Text to read
* * * *

Saturday, September 25, 2004


I once had a woman point out that I needed to "clean up those nicknames" in my database. I always include nicknames, such as Robert Milton "Bob" Hamby. She really complained, thinking it was quite silly to say someone named "Robert" had the nickname "Bob"...

Well, she chose an awkward example there, since in my family I have Roberts who go by, respectively: R.W., Bob, Rob, Bobby, and one who has gone by Robin. And what about Elizabeth? Lizzie, Liz, Beth, Bessie... and there's the confusion so many people have over "Eliza". It was not a nickname for Elizabeth (generally speaking) and it was very common to have one daughter named "Elizabeth" and another named "Eliza". I frequently see people try to conflate the two or to call both "Elizabeth". Nope. One is Elizabth and the other Eliza.

In any event, not only do I like noting what they actually went by (this is really all about finding out what their lives were like, and a big part of that is what name you use!) but it helps with searches. If you put "Bob Hamby" into the rootsweb database, you get my grandfather.

It gets really helpful if someone only shows up in census records with their nickname. I know of a man named Oliver Scott (as his name appeared in his marriage record) who shows up in every census as "Olly" or even "Olla". If you put that nickname into the search engine you will find the right fellow...

But I think she got the idea you were supposed to "fix" the nicknames from Family Tree Maker, which tells you in no uncertain terms that it is a "Data Entry Error" if you put a nickname in quotes with the name. They have an AKA line for that - but you can't see that AKA from the main page and it creates an annoying second entry in the database, making it look as if you've got the person twice.

Family Tree Maker is just bossy anyway. If you accidentally type over a name it will note:
By changing this name you are making Scott the child of Daniel McRae. Is this what you mean to do?

At which point I hit the "No" button and wait, annoyed, for its final chiding:
If you are trying to fix individuals who are incorrectly shown as related, use the People-Fix Relationship Mistakes commands.

To which I have to meekly agree, "OK", before it will let me go on.

The whole thing is incredibly frustrating because it is always a mistake. I will click the button for the Index and start typing without noticing that it hasn't come up and that my cursor is in the "name" box, so I'm already annoyed with myself, and then it points out that ridiculous possible reason for the error: I can't even imagine how someone would think that typing over someone would fix a 'relationship mistake'. Not to mention that I've got some new idea or document, etc. concerning said 'Scott' and having to wait while the program tells me I'm a bad little girl can make me completely forget what I was doing...

* * * *

Dataset extract
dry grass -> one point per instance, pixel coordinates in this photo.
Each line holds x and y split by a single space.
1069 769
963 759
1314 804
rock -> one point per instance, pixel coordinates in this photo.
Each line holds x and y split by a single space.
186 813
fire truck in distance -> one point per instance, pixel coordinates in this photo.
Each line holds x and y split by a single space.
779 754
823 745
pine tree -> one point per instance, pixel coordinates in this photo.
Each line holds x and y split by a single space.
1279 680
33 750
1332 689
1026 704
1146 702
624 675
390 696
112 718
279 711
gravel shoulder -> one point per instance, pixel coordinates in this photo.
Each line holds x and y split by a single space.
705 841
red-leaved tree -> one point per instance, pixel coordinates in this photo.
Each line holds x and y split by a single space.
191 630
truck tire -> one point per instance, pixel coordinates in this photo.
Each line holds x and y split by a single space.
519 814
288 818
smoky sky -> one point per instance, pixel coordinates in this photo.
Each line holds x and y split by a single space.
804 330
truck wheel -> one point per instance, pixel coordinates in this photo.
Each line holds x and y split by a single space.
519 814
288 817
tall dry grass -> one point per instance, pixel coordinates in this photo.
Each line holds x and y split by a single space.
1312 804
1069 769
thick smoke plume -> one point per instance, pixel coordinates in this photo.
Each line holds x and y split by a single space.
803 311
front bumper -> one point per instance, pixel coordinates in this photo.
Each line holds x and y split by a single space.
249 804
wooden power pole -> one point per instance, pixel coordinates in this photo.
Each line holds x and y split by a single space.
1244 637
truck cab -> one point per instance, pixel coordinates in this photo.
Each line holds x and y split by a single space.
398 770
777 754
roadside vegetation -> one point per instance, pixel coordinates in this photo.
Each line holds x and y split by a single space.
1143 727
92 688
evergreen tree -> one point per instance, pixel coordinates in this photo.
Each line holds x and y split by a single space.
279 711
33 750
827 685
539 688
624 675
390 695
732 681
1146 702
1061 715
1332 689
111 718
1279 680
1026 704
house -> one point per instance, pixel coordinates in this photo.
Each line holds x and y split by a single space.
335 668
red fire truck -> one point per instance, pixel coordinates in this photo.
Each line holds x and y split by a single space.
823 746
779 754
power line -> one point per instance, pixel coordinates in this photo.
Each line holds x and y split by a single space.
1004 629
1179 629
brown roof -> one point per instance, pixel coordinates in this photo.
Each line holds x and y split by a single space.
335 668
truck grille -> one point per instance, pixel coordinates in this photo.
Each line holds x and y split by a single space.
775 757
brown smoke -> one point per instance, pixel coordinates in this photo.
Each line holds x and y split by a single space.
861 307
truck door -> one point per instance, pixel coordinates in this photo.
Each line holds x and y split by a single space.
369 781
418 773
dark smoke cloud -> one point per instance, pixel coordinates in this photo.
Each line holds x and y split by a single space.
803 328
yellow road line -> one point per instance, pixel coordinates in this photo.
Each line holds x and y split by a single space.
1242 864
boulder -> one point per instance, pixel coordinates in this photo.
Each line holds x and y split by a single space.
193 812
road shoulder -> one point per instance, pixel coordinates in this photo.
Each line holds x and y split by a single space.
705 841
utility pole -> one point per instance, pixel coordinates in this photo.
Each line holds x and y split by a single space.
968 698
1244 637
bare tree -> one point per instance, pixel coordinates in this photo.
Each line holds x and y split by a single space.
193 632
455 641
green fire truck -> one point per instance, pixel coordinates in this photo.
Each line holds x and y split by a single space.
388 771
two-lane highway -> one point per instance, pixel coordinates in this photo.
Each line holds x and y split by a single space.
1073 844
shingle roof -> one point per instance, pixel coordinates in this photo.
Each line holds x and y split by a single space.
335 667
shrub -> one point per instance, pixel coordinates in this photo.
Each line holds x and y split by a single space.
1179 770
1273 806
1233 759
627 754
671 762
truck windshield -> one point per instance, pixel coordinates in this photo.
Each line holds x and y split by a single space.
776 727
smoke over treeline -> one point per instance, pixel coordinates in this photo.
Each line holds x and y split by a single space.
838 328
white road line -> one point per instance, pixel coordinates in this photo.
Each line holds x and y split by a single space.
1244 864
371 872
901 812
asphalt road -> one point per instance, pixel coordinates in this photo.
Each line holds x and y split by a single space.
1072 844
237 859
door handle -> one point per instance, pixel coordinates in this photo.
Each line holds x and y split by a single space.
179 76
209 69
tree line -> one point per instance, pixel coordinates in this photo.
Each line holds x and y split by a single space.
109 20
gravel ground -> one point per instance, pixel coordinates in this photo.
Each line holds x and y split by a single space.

* * * *

Exercise objective
Quote the passage on genealogy nicknames above word for word, starting with "At which point" and ending after "Relationship Mistakes commands.".

Task answer
At which point I hit the "No" button and wait, annoyed, for its final chiding:
If you are trying to fix individuals who are incorrectly shown as related, use the People-Fix Relationship Mistakes commands.